▶ Erforderlicher Schritt:
Nimm das Interview über Russland und den Krieg in der Ukraine dort auf, wo es endet, und schreibe es weiter.

▶ Textauszug:
+===+

Jean Asselborn: Ich war auch einer von denen, die immer geglaubt haben, wir müssten versuchen, mit Russland ein normales Verhältnis zu haben. Aber das wurde am 24. Februar 2022 alles von Putin kaputt geschlagen. 2005 waren wir mit Juncker, mit Barroso und mit Solana einen ganzen Tag im Kreml und haben eine Vereinbarung für den Frieden (For Peace Agreement) unterschrieben. Da ging es um Außenpolitik, Innenpolitik, Bildungspolitik etc. Damals war Russland ein strategischer Partner der Europäischen Union. Putin hat uns damals gesagt, die größte Katastrophe im 20. Jahrhundert sei der Zusammenbruch der Sowjetunion. Aber es gibt kein Argument, Schulen, Spitäler, Menschen zu bombardieren.

taz: Und gibt es wiederum seitens der EU kein anderes Mittel als Waffen, um Putin in die Schranken zu weisen?

Jean Asselborn: Ich kann mich noch genau erinnern, als wir damals mit den europäischen Außenministern die Bilder von Butscha sahen. Da haben wir beschlossen, dass sich die Ukraine gegen die Angriffe der Russen wehren können muss. Aber so einfach geht das nicht. Und es braucht Zeit, bis es zielgenaue Sanktionen geben kann. Aber Deutschland hat auch vieles ermöglicht, was den Wiederaufbau angeht.

taz: Seit diesem Montag ist Donald Trump erneut Präsident der USA. Sein Versprechen, den Krieg in 24 Stunden zu lösen, hat er zurückgezogen. Er nennt nun einen Zeitrahmen von sechs Monaten. Welche Taktik verfolgt Trump mit der Ukraine?

+===+

▶ Angezeigte Zeilen:
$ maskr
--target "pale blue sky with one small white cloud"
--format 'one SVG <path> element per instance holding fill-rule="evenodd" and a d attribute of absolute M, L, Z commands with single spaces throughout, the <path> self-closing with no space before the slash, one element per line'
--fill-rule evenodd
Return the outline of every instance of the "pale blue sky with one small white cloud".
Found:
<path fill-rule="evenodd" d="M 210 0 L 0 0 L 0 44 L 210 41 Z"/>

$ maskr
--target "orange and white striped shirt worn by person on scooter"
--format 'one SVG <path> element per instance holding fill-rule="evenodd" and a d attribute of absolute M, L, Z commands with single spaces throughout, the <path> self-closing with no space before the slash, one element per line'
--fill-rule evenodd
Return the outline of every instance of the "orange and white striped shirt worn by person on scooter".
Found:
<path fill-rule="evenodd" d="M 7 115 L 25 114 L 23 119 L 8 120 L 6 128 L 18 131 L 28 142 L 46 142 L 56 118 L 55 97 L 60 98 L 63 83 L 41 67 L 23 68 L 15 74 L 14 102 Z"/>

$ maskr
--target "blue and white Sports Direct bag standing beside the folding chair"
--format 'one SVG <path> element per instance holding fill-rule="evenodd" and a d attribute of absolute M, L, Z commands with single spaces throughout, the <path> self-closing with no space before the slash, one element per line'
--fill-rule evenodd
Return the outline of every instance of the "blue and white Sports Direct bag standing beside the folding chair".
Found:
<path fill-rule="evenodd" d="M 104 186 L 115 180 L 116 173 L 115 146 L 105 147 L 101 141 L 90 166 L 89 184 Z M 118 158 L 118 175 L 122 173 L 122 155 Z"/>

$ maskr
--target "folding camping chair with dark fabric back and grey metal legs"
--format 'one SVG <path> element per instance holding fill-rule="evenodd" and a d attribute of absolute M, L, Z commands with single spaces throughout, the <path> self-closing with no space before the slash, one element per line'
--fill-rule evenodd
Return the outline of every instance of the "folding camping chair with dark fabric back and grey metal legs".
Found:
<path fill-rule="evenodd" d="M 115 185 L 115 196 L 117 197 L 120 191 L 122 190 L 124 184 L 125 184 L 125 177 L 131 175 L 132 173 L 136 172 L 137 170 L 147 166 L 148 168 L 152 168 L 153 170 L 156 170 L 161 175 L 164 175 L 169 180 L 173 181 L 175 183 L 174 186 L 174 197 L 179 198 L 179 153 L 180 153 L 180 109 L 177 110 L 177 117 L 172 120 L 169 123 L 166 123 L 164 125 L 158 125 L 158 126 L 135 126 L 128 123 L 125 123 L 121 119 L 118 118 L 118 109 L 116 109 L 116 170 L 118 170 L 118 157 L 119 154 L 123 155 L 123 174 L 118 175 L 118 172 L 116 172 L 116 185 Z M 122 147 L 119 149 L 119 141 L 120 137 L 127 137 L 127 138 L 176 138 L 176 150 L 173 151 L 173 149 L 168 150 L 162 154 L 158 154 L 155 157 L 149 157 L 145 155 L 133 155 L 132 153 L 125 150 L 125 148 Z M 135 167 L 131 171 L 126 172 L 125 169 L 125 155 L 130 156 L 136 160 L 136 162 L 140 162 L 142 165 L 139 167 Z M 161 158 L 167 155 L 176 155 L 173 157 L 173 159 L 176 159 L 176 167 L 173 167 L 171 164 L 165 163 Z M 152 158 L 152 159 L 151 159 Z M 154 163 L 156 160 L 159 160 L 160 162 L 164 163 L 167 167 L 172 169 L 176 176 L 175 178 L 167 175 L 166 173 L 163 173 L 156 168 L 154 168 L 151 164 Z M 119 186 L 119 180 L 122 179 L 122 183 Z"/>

+===+

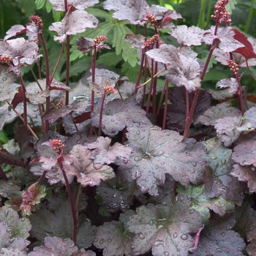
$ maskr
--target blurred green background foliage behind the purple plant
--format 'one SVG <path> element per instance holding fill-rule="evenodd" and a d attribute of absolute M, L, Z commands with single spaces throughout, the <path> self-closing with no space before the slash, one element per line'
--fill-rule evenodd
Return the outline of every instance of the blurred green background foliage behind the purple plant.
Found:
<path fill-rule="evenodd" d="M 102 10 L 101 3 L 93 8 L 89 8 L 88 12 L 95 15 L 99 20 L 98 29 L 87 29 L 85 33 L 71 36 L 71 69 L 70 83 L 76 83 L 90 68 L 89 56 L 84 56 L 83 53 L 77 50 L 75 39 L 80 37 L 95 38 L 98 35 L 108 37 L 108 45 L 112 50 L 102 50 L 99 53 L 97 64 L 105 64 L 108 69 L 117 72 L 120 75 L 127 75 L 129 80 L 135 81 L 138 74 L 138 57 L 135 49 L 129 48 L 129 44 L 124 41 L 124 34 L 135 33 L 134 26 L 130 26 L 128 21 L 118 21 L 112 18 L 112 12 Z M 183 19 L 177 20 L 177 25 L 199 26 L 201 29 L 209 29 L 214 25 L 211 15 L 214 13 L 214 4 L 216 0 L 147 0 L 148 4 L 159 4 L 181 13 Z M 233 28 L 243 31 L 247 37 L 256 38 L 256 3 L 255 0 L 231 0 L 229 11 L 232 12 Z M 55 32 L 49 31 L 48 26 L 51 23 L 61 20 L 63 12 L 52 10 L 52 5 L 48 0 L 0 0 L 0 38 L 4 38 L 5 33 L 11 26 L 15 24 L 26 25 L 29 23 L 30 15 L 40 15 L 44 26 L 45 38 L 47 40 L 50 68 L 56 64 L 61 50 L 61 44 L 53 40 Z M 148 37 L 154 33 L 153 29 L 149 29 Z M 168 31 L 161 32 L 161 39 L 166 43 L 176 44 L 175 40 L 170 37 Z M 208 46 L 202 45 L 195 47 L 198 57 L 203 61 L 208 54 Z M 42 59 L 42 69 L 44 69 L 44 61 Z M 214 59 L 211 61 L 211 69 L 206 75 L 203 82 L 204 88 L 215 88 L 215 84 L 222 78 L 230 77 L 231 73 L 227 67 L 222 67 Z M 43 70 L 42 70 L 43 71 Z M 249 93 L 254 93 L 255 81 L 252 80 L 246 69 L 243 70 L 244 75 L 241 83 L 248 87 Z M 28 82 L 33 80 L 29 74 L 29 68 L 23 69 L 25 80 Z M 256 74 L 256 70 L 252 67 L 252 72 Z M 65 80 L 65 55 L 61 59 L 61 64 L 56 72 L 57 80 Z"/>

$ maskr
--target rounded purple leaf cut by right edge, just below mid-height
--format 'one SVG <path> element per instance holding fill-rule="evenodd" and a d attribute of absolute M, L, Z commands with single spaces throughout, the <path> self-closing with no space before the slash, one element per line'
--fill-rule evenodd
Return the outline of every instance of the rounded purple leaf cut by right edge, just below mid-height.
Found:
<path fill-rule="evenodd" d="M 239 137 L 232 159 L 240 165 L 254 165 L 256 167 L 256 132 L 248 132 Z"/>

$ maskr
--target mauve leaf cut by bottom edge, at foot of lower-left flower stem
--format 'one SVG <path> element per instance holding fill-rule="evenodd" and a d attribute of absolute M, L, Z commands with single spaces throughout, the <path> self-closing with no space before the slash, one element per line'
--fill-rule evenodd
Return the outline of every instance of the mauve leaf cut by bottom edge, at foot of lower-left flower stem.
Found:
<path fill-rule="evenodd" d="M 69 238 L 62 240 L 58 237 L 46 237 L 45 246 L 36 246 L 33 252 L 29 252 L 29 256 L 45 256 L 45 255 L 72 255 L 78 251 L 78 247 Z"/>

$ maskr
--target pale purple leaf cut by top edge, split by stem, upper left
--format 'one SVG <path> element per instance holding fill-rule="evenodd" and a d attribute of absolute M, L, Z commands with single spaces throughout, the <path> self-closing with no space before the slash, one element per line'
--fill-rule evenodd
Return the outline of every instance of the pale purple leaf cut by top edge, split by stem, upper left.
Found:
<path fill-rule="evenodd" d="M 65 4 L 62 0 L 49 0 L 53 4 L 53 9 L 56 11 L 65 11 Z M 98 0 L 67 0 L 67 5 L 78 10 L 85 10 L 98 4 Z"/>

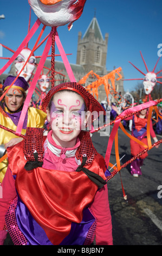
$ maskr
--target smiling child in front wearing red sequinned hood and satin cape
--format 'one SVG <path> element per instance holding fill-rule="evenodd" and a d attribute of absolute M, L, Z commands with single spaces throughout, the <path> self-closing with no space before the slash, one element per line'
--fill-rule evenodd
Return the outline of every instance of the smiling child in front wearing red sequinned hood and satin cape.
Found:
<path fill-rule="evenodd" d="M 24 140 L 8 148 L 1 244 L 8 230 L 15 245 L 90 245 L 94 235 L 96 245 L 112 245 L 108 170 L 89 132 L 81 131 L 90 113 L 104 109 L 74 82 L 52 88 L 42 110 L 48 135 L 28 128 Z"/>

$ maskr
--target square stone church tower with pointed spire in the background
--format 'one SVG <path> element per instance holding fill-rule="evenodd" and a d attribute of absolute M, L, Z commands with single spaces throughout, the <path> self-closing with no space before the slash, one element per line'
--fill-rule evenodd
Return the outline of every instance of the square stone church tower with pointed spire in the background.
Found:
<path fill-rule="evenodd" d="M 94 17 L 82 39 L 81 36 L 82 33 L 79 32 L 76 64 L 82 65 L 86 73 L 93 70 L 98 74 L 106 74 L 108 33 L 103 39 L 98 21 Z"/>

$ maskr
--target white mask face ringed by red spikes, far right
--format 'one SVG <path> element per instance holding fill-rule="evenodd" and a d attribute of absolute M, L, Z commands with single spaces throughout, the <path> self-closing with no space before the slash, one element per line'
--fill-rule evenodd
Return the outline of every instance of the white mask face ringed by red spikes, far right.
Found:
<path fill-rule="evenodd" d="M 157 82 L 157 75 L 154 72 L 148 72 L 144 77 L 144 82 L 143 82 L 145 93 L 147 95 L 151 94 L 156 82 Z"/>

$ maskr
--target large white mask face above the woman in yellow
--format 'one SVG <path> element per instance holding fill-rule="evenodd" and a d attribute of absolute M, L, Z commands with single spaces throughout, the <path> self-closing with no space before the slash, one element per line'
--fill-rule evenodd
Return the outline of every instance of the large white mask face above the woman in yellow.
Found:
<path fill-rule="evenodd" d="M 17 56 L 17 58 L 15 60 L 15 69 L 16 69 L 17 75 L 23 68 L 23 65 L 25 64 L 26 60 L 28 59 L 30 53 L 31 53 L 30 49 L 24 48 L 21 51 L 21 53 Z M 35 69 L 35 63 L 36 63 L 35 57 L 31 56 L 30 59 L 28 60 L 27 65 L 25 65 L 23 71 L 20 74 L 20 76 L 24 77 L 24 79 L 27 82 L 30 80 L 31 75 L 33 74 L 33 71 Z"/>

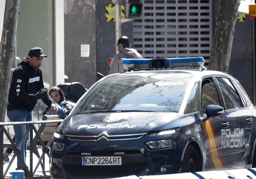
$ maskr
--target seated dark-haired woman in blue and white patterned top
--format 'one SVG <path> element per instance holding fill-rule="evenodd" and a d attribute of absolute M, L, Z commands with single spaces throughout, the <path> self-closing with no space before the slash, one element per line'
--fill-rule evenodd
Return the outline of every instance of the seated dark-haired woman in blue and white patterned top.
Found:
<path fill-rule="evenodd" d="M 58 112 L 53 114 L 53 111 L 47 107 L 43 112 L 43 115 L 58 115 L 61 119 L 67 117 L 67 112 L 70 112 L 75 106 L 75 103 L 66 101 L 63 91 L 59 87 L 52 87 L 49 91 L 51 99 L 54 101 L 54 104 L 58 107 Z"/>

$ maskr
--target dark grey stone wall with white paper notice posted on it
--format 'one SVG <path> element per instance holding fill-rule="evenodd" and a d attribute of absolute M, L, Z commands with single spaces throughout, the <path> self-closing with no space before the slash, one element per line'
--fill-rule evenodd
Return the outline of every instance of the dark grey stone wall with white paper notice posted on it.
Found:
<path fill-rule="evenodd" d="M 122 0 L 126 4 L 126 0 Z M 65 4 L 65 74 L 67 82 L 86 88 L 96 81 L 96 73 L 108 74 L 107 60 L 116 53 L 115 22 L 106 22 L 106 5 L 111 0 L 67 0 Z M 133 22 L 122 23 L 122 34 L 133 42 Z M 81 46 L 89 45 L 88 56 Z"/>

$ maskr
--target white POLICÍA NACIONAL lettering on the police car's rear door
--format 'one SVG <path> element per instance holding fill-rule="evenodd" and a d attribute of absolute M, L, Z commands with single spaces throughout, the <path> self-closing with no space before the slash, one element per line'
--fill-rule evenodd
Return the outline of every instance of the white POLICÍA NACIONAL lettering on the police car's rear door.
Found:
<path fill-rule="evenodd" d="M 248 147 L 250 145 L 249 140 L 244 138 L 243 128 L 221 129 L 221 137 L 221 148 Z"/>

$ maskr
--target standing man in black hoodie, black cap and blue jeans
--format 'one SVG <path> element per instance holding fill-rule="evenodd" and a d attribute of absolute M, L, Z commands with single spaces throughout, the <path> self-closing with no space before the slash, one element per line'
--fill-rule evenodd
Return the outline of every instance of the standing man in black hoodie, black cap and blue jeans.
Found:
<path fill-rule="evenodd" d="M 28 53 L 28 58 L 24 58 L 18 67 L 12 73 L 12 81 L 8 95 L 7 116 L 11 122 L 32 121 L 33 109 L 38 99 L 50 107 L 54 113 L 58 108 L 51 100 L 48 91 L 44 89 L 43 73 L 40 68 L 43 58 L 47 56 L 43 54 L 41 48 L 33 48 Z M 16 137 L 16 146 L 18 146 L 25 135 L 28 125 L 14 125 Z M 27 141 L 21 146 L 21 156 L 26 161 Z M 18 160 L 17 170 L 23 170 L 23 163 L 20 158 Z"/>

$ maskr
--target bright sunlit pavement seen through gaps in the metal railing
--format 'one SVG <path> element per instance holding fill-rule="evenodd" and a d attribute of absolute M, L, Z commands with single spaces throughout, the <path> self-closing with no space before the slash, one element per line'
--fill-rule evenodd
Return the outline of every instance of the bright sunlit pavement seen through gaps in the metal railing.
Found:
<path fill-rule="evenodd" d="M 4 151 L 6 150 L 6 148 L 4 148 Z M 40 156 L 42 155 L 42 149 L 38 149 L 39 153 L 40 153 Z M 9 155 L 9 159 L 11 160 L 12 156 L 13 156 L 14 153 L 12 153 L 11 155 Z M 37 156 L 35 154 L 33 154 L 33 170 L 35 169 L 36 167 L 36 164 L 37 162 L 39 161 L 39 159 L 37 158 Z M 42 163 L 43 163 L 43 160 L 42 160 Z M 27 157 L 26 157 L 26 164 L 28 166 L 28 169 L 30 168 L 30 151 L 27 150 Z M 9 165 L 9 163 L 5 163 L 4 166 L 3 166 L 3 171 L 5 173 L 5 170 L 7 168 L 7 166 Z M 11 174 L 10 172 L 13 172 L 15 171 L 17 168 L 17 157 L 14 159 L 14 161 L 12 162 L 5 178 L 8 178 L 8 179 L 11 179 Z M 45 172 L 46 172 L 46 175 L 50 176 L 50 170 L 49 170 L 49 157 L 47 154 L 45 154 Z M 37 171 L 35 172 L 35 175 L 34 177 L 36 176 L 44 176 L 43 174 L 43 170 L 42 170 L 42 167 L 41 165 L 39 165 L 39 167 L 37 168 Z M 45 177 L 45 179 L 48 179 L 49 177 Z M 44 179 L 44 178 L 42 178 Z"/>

+===+

▶ Antwortbereich:
Jean Asselborn: Trump möchte mit Putin sprechen, doch was der Kreml genau anstrebt, bleibt unklar. Sollte es Trump gelingen, einen Waffenstillstand zu erreichen, könnten die USA Europa dazu auffordern, mit Truppen die Demarkationslinie zu sichern – idealerweise im Rahmen der UNO, auch wenn das schwierig ist.

taz: Würden Sie das befürworten?

Jean Asselborn: Man muss sehr genau darauf achten, was damit gemeint ist. Es geht hier nicht um europäische Truppen, die gegen Russland kämpfen. Wenn von Truppen in der Ukraine gesprochen wird, wird oft missverstanden, dass es um Kampfhandlungen gegen Russland geht. Das wäre hier nicht der Fall. Das Ideal wäre ein Einsatz von Blauhelmen – einer UNO-Mission, in der auch Europäer vertreten sind – um die Demarkationslinie zu überwachen und sicherzustellen, dass der Waffenstillstand eingehalten wird. Ich unterstütze diesen Ansatz, doch das wird eine große Herausforderung für die Europäer.

Die Frage bleibt, ob die Amerikaner unter Trump bereit wären, sich daran zu beteiligen. Trump signalisiert ja, dass er weder Geld in die Ukraine stecken noch Truppen in europäische Konflikte entsenden will. Stattdessen erwartet er, dass die Europäer die Verantwortung für Sicherheit in ihrer Region übernehmen. Es handelt sich hier um eine friedenssichernde und keine kämpfende Mission.

Die entscheidende Frage bleibt jedoch: Welche Druckmittel verhindern, dass Putin erneut eskaliert? Sicherheitsgarantien sind dafür unerlässlich.

taz: Welche Rolle spielt Europa auf dem Weg zu einer verhandelten Lösung?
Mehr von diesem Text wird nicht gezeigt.